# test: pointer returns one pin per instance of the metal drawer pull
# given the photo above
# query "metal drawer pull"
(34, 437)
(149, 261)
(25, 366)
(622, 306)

• [Do this]
Rewrite the rows above, replacing "metal drawer pull" with "brass cabinet knob" and leaving everything else unchanged.

• [Task solution]
# test: pointer returns one pin per instance of the brass cabinet knob
# given the photo above
# query "brass cabinet knob"
(34, 437)
(149, 261)
(25, 366)
(622, 306)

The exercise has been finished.